** start **

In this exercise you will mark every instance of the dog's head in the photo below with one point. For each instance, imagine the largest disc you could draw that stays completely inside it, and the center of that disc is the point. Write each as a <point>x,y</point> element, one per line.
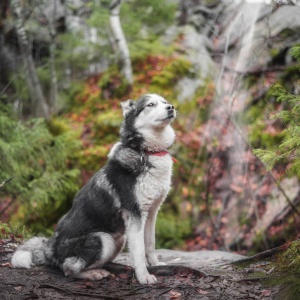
<point>148,119</point>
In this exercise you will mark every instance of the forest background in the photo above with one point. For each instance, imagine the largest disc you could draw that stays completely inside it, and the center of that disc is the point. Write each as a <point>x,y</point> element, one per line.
<point>231,69</point>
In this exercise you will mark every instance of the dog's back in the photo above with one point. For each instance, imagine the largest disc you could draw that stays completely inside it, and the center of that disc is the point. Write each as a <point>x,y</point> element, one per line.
<point>120,200</point>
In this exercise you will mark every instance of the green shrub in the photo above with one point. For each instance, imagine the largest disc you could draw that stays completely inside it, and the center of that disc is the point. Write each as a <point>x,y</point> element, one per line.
<point>44,177</point>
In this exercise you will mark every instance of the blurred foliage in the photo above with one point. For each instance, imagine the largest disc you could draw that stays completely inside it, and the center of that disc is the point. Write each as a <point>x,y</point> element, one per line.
<point>288,112</point>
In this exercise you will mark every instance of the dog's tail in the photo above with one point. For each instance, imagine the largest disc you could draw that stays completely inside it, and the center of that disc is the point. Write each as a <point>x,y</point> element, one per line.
<point>33,252</point>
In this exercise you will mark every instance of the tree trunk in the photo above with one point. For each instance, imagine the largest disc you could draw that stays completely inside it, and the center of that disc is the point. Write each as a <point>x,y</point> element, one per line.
<point>120,39</point>
<point>39,105</point>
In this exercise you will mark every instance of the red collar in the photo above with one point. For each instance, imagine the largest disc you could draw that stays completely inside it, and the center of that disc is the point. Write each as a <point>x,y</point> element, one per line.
<point>159,153</point>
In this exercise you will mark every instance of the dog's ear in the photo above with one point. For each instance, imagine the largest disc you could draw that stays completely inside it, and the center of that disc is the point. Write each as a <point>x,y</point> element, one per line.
<point>127,106</point>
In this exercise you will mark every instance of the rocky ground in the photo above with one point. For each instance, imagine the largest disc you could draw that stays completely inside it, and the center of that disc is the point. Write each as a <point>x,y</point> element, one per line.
<point>189,275</point>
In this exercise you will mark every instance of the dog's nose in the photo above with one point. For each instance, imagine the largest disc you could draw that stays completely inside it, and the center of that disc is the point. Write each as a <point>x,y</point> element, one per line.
<point>169,107</point>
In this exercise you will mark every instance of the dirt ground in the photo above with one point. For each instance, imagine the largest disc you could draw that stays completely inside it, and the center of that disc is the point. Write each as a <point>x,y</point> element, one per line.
<point>174,282</point>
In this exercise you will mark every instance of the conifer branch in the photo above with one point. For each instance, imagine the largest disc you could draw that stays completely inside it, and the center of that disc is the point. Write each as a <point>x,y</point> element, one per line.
<point>5,181</point>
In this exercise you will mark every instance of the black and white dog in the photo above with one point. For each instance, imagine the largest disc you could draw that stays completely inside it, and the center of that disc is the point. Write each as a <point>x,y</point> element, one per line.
<point>119,203</point>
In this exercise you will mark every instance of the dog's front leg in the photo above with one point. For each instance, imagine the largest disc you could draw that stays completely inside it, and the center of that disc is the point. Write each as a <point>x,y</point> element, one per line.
<point>135,235</point>
<point>149,236</point>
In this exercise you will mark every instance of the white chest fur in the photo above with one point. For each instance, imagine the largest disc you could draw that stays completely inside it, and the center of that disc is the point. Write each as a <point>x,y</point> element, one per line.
<point>154,184</point>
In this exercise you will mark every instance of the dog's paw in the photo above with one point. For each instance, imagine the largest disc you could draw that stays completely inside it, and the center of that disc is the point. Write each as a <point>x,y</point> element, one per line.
<point>94,274</point>
<point>99,274</point>
<point>146,279</point>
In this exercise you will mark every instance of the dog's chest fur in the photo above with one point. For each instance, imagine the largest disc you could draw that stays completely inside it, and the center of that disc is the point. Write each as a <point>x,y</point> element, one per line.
<point>154,184</point>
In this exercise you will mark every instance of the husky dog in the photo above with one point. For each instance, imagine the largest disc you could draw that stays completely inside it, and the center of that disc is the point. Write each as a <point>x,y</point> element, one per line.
<point>120,202</point>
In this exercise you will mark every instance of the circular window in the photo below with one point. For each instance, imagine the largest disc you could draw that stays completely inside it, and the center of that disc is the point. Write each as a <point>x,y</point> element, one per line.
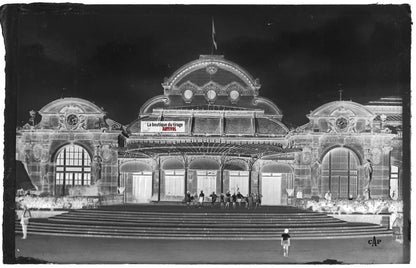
<point>341,123</point>
<point>188,94</point>
<point>234,94</point>
<point>72,119</point>
<point>211,94</point>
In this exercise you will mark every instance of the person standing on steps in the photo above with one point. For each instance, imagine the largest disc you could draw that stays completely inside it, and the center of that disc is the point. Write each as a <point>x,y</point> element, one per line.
<point>201,198</point>
<point>234,200</point>
<point>188,199</point>
<point>239,198</point>
<point>227,199</point>
<point>285,242</point>
<point>24,220</point>
<point>213,198</point>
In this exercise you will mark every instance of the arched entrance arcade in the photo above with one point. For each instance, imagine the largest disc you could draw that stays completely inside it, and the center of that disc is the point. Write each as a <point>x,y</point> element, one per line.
<point>340,173</point>
<point>136,177</point>
<point>275,179</point>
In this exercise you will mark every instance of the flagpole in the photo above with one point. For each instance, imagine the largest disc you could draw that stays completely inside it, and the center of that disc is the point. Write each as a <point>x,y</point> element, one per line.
<point>212,36</point>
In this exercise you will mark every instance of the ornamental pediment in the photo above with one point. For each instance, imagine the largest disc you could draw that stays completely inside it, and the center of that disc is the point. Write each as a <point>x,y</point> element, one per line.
<point>341,117</point>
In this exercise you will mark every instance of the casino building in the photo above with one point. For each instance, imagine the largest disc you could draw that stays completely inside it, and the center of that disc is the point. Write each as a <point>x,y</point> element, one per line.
<point>211,130</point>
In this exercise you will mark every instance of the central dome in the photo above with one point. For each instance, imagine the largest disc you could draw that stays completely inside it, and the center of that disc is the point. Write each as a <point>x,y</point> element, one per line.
<point>211,83</point>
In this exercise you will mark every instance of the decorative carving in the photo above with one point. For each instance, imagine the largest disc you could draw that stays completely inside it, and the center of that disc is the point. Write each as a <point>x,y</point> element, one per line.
<point>37,152</point>
<point>332,126</point>
<point>113,125</point>
<point>107,153</point>
<point>211,69</point>
<point>376,156</point>
<point>315,174</point>
<point>45,156</point>
<point>352,125</point>
<point>82,123</point>
<point>368,175</point>
<point>71,118</point>
<point>96,167</point>
<point>306,156</point>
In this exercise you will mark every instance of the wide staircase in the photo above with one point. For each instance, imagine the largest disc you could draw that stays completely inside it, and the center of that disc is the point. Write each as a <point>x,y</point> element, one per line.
<point>179,222</point>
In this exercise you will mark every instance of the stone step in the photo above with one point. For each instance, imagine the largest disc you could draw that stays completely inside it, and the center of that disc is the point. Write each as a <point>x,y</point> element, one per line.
<point>199,231</point>
<point>239,236</point>
<point>194,220</point>
<point>363,226</point>
<point>222,213</point>
<point>351,226</point>
<point>178,222</point>
<point>185,223</point>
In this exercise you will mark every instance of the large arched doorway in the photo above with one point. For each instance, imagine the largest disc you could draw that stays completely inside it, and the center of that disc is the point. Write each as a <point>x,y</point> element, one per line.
<point>73,168</point>
<point>137,178</point>
<point>275,179</point>
<point>238,176</point>
<point>173,179</point>
<point>206,172</point>
<point>340,173</point>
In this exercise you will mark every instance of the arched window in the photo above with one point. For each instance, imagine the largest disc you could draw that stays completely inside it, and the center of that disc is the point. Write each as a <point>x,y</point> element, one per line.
<point>73,168</point>
<point>340,173</point>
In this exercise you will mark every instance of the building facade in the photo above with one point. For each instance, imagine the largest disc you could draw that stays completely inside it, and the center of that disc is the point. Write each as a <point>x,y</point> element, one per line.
<point>211,130</point>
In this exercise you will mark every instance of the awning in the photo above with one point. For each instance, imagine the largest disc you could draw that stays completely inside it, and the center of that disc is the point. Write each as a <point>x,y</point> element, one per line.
<point>22,178</point>
<point>208,148</point>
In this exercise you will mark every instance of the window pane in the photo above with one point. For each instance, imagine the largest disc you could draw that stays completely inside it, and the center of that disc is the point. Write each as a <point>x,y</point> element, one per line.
<point>76,163</point>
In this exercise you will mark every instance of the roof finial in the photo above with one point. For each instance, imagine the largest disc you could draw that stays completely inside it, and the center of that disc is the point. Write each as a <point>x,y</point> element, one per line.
<point>214,43</point>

** end **

◆ **SHORT TASK**
Repeat the records word for word, from their start through the line containing "<point>148,119</point>", including that line, and omit any pictures.

◆ **TASK SOLUTION**
In this exercise you will mark every instance of the dog's head in the photo below with one point. For each instance, imagine the largest disc you could draw that stays completely inside it, and the center of that disc is the point. Write each as a <point>x,y</point> element, one per line.
<point>148,119</point>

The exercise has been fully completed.